> **WORK REQUIRED**: In the listing below, replace every "pixel coordinates" with "image coordinates" and reproduce the listing otherwise unchanged, omitting the pictures.

> **EXTRACTED ENTRIES**:

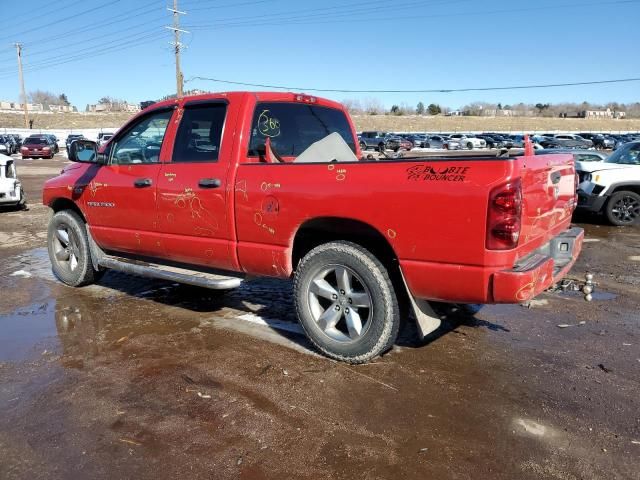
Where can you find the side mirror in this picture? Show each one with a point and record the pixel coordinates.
(84, 151)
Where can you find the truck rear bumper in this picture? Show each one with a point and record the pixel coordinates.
(474, 284)
(540, 270)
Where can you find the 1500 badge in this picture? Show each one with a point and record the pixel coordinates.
(443, 174)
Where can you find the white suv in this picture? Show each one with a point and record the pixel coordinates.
(612, 187)
(11, 192)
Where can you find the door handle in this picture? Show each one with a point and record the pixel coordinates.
(142, 182)
(209, 183)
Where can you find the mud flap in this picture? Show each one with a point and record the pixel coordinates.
(427, 319)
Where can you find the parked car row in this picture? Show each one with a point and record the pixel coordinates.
(10, 143)
(466, 141)
(39, 146)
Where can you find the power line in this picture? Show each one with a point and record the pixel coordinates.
(177, 45)
(115, 48)
(119, 19)
(89, 48)
(22, 91)
(435, 90)
(242, 4)
(361, 17)
(77, 14)
(330, 10)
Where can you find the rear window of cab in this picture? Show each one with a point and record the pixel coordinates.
(293, 127)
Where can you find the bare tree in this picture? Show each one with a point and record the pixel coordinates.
(43, 97)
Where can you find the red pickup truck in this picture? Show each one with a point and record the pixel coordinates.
(215, 189)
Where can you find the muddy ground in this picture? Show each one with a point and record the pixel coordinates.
(141, 379)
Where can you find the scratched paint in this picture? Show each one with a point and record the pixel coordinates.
(266, 186)
(257, 218)
(95, 186)
(241, 187)
(205, 221)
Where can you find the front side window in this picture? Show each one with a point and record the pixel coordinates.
(141, 143)
(200, 133)
(293, 127)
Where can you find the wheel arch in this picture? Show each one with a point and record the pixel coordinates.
(628, 186)
(61, 203)
(317, 231)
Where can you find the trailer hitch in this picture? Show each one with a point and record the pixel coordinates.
(585, 286)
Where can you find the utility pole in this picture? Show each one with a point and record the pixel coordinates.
(22, 92)
(177, 45)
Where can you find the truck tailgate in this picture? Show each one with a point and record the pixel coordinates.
(549, 197)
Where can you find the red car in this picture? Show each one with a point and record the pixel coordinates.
(37, 147)
(212, 189)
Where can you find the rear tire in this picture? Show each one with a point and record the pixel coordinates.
(69, 251)
(623, 208)
(346, 302)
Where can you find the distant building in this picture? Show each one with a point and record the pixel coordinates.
(492, 112)
(32, 107)
(61, 108)
(113, 107)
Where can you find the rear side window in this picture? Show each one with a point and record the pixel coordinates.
(200, 133)
(293, 127)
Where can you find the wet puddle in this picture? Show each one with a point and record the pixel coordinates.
(26, 332)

> **RESPONSE**:
Where can you find the side mirror in this picture? Show each one with a point and record the image coordinates.
(84, 151)
Where can you find the truck rear bumper in this picture? Show each one with a point and record the image coordinates.
(474, 284)
(540, 270)
Where can you find the 1500 badge in this picture? Show each one with a point and record the image coordinates.
(443, 174)
Where can you find the white suv in this picture? Show each one with a point and record the image coordinates.
(612, 187)
(11, 192)
Where can you find the door handle in this picture? Show each one with a point and record the image coordinates.
(142, 182)
(209, 183)
Where can you find the mud flap in this picture? Show each one with a point and record the image coordinates.
(427, 319)
Where can you find the parked car row in this picture? Show each one with a point and record the image coordinates.
(10, 143)
(466, 141)
(39, 146)
Where can you find the power line in this picture? Show each one with a point and record the image coordinates.
(177, 45)
(115, 48)
(119, 19)
(89, 48)
(22, 91)
(435, 90)
(242, 4)
(361, 17)
(77, 14)
(330, 10)
Where can you find the rear window of cab in this picture? Show each one with a point and record the image coordinates.
(293, 127)
Where can you find the bare tree in this picture? Show each one with a point and record the image coordinates.
(43, 97)
Where can you find the red pickup truck in this picture? Show each one with a point and record the image coordinates.
(215, 189)
Where can you find the muddy ground in this picture? Show each one with a point and record the image coordinates.
(141, 379)
Where can you find the scratched paint in this picture? Show each one with a point and record the image coordinates.
(266, 186)
(257, 218)
(95, 186)
(241, 187)
(205, 221)
Where can you find the front side window in this picture? Show each one with a point and record the image coordinates.
(141, 143)
(200, 133)
(293, 127)
Where can you find the wheel arch in this picture? Show each one with a point and record the image coordinates.
(628, 186)
(61, 203)
(317, 231)
Where can you find the trailer hitch in this picture? Show each one with a point and record the image coordinates.
(585, 286)
Where can you find the utility pole in this picture? Show each one with a point and record the image coordinates.
(22, 92)
(177, 45)
Where can you find the truck tailgate in this picture? Show each one with a point and record the image coordinates.
(549, 197)
Where can you find the red car in this picture? Show each one with a point and record the image coordinates.
(37, 147)
(212, 189)
Where can you find the rear tire in this picture? Show each one with a point and record the image coordinates.
(69, 251)
(623, 208)
(346, 302)
Where can you find the distant building in this picture? Show each one with a point and record the image coordinates.
(492, 112)
(32, 107)
(61, 108)
(113, 107)
Where can you find the rear side window in this picture? Show each one with a point and record the image coordinates.
(200, 133)
(293, 127)
Where can you find the wet puddle in this picture? Show each one with a point and record the image coordinates.
(26, 332)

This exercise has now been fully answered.